■ **Instruction**: Reproduce the lines of the data verbatim, starting at the line that contains "grassy bank |" and ending at the line that contains "M36 113L33 94L28", with both of those lines included.

■ **Task material**:

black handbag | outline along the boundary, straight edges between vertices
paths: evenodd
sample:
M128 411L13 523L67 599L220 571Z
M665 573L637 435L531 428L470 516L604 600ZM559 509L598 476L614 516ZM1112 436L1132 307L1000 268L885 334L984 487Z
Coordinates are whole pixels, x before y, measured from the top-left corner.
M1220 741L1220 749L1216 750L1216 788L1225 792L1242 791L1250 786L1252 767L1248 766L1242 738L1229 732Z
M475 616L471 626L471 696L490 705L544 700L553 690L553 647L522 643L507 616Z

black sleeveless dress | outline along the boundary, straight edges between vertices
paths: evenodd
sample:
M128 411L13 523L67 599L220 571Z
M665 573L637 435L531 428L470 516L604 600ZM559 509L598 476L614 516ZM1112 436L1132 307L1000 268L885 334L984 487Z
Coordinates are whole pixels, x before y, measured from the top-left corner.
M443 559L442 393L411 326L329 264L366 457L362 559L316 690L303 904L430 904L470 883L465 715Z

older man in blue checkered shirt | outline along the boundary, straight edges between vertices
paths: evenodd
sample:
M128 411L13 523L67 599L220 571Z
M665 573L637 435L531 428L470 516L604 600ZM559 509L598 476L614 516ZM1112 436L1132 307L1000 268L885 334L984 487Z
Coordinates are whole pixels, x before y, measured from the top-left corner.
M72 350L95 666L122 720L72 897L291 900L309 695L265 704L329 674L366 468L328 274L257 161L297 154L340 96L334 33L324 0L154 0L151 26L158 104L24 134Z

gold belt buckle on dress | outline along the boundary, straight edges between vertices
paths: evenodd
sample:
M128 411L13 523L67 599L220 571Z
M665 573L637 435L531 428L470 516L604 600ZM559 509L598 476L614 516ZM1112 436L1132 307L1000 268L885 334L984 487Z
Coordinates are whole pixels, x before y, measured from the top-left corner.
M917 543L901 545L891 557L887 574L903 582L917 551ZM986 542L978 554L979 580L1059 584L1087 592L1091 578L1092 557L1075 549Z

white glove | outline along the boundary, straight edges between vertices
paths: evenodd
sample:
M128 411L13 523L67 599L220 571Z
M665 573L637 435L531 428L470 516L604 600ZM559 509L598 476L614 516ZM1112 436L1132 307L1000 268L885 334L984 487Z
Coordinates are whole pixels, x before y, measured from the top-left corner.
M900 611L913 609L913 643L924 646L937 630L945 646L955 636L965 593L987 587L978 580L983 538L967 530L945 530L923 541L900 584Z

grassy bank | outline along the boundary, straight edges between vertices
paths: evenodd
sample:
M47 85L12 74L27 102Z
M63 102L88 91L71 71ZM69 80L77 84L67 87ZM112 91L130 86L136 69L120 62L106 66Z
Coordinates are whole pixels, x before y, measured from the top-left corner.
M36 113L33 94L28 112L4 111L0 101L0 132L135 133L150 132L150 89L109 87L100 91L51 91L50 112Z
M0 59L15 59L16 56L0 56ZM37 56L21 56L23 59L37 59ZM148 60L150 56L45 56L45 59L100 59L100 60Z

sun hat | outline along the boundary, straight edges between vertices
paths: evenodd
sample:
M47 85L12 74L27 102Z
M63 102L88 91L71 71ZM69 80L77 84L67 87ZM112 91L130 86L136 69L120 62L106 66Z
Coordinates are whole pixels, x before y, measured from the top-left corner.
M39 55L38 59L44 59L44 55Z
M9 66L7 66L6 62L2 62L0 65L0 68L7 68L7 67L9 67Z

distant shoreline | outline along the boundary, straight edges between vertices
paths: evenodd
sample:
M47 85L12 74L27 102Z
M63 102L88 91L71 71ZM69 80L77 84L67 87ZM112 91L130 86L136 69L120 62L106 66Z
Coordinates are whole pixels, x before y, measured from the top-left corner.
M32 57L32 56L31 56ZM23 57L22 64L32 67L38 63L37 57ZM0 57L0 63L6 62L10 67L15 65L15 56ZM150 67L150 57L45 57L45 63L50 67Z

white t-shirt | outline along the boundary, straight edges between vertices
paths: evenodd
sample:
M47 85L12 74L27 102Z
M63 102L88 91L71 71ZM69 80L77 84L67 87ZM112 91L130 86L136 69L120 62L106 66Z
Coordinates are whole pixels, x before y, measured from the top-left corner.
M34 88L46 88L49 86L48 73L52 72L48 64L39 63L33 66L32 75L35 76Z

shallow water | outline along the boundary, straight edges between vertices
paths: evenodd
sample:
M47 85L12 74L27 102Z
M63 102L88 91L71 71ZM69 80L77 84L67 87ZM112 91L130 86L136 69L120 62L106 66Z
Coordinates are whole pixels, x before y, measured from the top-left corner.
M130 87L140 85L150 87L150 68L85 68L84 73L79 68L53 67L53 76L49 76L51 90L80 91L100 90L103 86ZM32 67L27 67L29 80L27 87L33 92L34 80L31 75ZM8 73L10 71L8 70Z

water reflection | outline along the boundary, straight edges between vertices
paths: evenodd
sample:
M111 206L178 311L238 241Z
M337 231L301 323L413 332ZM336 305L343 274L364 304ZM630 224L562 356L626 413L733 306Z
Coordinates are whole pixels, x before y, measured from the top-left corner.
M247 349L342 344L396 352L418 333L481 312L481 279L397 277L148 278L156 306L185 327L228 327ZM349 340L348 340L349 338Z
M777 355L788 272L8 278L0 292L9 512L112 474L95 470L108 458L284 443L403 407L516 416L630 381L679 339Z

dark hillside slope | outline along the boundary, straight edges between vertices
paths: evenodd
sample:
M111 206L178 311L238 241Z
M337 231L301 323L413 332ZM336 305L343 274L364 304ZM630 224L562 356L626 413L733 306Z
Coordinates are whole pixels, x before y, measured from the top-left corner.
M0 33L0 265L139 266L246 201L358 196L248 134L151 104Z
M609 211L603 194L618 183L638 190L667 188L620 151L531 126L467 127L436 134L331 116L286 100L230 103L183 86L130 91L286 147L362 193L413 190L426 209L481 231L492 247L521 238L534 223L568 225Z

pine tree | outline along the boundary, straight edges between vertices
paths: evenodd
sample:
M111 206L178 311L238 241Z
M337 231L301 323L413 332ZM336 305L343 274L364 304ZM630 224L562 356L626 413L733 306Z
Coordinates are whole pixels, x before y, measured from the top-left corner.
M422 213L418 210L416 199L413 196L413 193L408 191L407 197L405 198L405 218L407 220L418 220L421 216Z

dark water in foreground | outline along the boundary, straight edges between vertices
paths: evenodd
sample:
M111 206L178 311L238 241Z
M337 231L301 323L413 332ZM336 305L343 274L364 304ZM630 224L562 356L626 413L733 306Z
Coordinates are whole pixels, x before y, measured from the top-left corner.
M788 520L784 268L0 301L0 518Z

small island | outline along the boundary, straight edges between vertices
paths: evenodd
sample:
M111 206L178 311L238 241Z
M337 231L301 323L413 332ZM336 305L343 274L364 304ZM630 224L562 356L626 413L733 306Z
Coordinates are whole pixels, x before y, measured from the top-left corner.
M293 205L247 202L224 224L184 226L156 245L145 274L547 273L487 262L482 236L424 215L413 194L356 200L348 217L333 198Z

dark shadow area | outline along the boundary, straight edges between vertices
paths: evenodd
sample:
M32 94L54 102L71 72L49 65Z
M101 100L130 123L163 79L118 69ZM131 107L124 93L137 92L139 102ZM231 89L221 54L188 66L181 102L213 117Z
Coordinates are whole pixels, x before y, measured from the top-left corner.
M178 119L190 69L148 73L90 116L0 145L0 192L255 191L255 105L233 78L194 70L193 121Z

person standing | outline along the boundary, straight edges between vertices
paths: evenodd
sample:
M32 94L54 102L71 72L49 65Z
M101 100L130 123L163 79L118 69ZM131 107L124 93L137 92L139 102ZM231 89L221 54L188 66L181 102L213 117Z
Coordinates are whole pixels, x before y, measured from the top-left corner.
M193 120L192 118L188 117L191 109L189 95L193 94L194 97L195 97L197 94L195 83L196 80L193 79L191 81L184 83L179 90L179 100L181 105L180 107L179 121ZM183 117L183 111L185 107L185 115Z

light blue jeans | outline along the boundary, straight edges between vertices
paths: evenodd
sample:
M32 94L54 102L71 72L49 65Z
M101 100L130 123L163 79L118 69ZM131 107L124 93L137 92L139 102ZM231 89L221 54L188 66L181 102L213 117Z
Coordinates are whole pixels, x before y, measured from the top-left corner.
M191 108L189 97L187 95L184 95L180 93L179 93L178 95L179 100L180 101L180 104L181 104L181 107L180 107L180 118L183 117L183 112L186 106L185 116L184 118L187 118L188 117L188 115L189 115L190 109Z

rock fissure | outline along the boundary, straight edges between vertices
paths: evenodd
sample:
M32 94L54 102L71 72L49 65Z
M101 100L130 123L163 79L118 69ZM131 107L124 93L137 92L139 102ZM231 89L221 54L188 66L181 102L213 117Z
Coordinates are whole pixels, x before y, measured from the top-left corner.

■ **Worked answer**:
grassy bank | outline along the boundary, straight edges between vertices
paths: evenodd
sample:
M47 85L12 74L27 102Z
M63 102L88 91L71 71ZM69 80L77 84L67 87ZM112 91L130 86L136 69L120 62L106 66Z
Coordinates are whole pixels, x before y, measured from the top-left corner.
M36 113L33 94L28 112L4 111L0 101L0 132L135 133L150 132L150 89L109 87L100 91L51 91L50 112Z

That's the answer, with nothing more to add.